[Dataset records]
════════════════════

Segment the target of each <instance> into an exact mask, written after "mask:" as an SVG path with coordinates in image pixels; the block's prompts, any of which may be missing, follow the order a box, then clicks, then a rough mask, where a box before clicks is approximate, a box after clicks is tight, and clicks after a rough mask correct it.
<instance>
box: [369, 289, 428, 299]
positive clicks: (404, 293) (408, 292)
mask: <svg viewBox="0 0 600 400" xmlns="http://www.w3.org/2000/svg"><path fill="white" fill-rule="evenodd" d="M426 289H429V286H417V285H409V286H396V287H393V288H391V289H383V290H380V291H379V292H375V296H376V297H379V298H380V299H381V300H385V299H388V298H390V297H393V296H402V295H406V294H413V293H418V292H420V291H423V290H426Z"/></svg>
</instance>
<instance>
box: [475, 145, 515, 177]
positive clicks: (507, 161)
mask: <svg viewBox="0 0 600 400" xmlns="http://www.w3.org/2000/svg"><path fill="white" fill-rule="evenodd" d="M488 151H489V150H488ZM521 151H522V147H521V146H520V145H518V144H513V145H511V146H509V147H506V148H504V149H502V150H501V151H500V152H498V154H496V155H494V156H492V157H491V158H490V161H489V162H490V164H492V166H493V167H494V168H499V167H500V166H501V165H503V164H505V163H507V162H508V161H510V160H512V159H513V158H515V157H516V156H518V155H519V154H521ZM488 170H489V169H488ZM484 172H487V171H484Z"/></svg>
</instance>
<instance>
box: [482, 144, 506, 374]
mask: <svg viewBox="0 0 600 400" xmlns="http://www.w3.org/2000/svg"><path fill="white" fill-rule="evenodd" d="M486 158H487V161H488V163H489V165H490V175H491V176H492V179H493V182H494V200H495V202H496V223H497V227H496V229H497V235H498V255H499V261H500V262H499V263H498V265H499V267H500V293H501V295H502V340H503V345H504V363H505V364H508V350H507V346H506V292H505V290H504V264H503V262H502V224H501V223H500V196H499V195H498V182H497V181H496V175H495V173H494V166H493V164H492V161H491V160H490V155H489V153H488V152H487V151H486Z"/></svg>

════════════════════

(EXERCISE DIRECTIONS): Give every entry again in full, precisely as written above.

(ANSWER):
Segment the target of each <instance> into an exact mask, written after "mask:" as an SVG path with coordinates in image pixels; the block's prompts, any of which may be missing, follow the order a box, then clicks, then a rough mask, where a box before clicks is approximate, a box after clicks is tight, and clicks after a rough mask correct it.
<instance>
box: [369, 289, 428, 299]
positive clicks: (404, 293) (408, 292)
mask: <svg viewBox="0 0 600 400" xmlns="http://www.w3.org/2000/svg"><path fill="white" fill-rule="evenodd" d="M426 289H429V286H417V285H409V286H396V287H393V288H391V289H383V290H380V291H379V292H375V296H376V297H379V298H380V299H381V300H385V299H388V298H390V297H393V296H402V295H406V294H413V293H418V292H420V291H423V290H426Z"/></svg>
</instance>
<instance>
box: [475, 145, 515, 177]
positive clicks: (507, 161)
mask: <svg viewBox="0 0 600 400" xmlns="http://www.w3.org/2000/svg"><path fill="white" fill-rule="evenodd" d="M488 151H489V150H488ZM521 151H522V147H521V146H520V145H518V144H513V145H511V146H509V147H506V148H504V149H502V150H501V151H500V152H498V154H496V155H494V156H492V157H491V158H490V161H489V162H490V164H492V166H493V167H494V168H499V167H500V166H501V165H503V164H505V163H507V162H508V161H510V160H512V159H513V158H515V157H516V156H518V155H519V154H521ZM488 170H489V169H488ZM484 172H487V171H484Z"/></svg>
</instance>
<instance>
box: [482, 144, 506, 374]
mask: <svg viewBox="0 0 600 400" xmlns="http://www.w3.org/2000/svg"><path fill="white" fill-rule="evenodd" d="M486 158H487V161H488V163H489V165H490V175H491V176H492V179H493V182H494V200H495V202H496V223H497V227H496V229H497V235H498V255H499V261H500V262H499V263H498V265H499V267H500V293H501V295H502V340H503V345H504V363H505V364H508V350H507V346H506V292H505V290H504V264H503V262H502V224H501V223H500V196H499V195H498V182H497V181H496V175H495V173H494V166H493V164H492V161H491V160H490V155H489V153H488V152H487V151H486Z"/></svg>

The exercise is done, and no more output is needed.